Document passage:
◆ ◆ ◆ ◆
Saturday, 15 January 2022

The Arusha RC Sends a Message that the Government Must Grab Land in Loliondo to Please Investor for the Broader Interest of the Nation – He can Forget About it!

 

The Tanzanian government is again preparing to grab grazing land in Loliondo for the benefit of the “investor” and this time it’s the Arusha Regional Commissioner who’s been sent as the messenger. Let’s stop any such plan!

 

The RC was also expected to drop a terrible message about Ngorongoro Conservation Area. He didn’t, but let’s prepare to stop that as well!

 

The enemies of the Maasai are very repetitive, but don’t let that divert your focus. There is a pattern of violence from authorities when local leaders are weak and ready to compromise, and when the rains fail and the dry season turns terrible, like now, but for some reason the Maasai are leavened up and ready to defend their land, after years of lying flat.

 

The Osero will never be grabbed!

Oloirien 13th January 2022

 

In this blog post:

The visit by the RC and the threat

Community Press statement delivered in Oloirien

The president appoints a human rights criminal as head of TANAPA

Despite credible information beforehand the RC was silent about NCA


Update: on 21st January the villages of Ololosokwan, Kirtalo, Oloirien, and Arash filed an application in the East African Court of Justice.

In Malambo there were very worrying developments.

I’ll write a new blog post as soon as I’ve got more details.

 

The visit by the RC and the threat

Arusha Regional Commissioner John Mongella had a trip scheduled for Ngorongoro district from 9th to 13th January with the official purpose of inspecting development projects funded by Covid-19 money. Already in advance there were widespread fears, and shared inside information, that the RC was sent to announce land alienation drives in Loliondo and Ngorongoro Conservation Area (NCA), with most details about the plan for NCA.


 

On 10th January the RC visited Arash with much cheering about how Mama Samia delivers classrooms. For 11th December, Mongella had summoned to the Ngorongoro District Council HQ in Wasso, Loliondo village and sub-village chairpersons, ward councillors, and ward and village executive officers (WEO and VEO) from the wards of Ololosokwan, Soitsambu, Oloipiri, Piyaya, Oloirien, Arash and Maaloni, and the villages therein with land in the contested 1,500 km2 Osero (bushland).

 

The meeting started off with pleasant talk about development projects, but then Mongella moved on to the “conflict” over the land saying that it had to “end” – which is what so many before him have said when they’ve decided to do the exact opposite, issuing threats and causing disquiet. He told those present that the government will decide how to end the conflict, repeatedly saying that it must be a painful decision, for the broader interest of the nation, and that the local community must pay a price for the sake of the nation – forgetting that he was talking to people who already lost Serengeti.
◆ ◆ ◆ ◆
About this task: Rewrite the blog post between "Despite credible information" and "very worrying developments.", inclusive, substituting "Ngorongoro Conservation Area" for every occurrence of "NCA".

Records from a collection:
◆ ◆ ◆ ◆
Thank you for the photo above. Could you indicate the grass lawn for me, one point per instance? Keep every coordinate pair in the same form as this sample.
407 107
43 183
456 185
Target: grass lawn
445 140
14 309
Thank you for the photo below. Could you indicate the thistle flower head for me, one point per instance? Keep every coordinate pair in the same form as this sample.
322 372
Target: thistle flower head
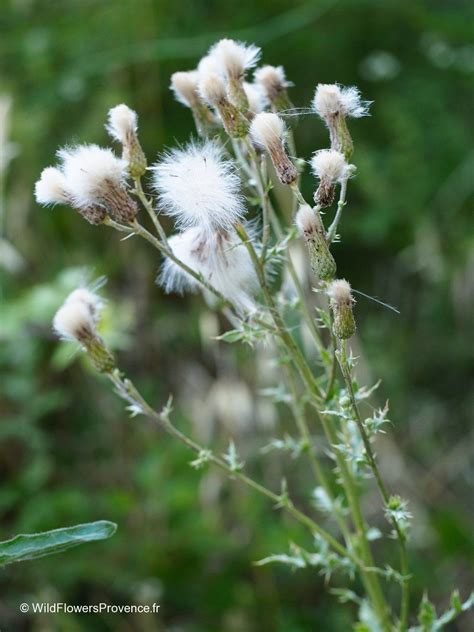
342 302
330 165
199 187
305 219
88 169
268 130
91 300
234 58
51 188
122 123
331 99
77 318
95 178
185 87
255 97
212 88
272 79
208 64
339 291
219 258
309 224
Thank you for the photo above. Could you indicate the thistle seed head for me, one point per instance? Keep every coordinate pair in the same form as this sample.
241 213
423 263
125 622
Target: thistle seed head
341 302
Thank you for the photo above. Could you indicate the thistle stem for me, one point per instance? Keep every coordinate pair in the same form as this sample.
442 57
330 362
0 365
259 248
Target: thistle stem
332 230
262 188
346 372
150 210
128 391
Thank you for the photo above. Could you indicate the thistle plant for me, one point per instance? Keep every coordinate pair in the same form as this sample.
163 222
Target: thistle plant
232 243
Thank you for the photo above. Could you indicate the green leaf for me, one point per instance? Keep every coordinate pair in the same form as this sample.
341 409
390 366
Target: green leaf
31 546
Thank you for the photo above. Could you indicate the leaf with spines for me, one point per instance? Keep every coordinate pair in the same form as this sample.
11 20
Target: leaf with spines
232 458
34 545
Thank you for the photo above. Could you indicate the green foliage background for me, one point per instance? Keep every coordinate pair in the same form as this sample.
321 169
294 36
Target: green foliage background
◆ ◆ ◆ ◆
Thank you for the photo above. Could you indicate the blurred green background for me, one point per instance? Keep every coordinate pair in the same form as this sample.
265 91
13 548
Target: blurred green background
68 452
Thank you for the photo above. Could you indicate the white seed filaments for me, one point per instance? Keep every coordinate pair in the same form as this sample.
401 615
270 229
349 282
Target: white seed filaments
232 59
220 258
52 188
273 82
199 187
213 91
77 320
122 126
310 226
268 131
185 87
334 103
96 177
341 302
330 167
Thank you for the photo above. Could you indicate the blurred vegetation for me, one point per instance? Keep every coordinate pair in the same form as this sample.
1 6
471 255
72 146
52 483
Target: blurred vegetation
◆ ◆ ◆ ◆
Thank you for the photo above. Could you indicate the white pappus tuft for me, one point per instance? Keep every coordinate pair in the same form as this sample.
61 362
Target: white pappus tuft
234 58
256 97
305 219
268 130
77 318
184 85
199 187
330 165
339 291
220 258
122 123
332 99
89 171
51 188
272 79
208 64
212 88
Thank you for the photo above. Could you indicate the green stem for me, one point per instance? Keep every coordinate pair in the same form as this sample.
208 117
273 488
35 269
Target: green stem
◆ ◆ ◆ ◆
Your solution:
Despite credible information beforehand the RC was silent about Ngorongoro Conservation Area


Update: on 21st January the villages of Ololosokwan, Kirtalo, Oloirien, and Arash filed an application in the East African Court of Justice.

In Malambo there were very worrying developments.